What you need to do
Show each line of the records below that contains the word "instance", copying every such line in full. Matches are case-sensitive.

Records to process
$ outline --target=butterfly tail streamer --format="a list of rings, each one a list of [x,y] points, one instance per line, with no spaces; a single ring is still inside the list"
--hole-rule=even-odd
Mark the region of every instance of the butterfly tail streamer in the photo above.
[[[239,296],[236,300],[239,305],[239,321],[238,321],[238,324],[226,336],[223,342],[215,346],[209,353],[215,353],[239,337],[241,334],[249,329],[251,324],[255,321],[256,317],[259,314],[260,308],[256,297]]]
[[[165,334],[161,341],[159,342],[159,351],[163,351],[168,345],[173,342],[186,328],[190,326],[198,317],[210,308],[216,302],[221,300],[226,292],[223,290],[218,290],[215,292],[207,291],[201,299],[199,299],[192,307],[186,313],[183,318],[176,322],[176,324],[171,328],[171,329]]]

Exercise response
$ outline --target=butterfly tail streamer --format="a list of rings, each one a list of [x,y] points, one instance per line, with no spaces; a single ring is still inside the list"
Mark the region of every instance of the butterfly tail streamer in the photo above.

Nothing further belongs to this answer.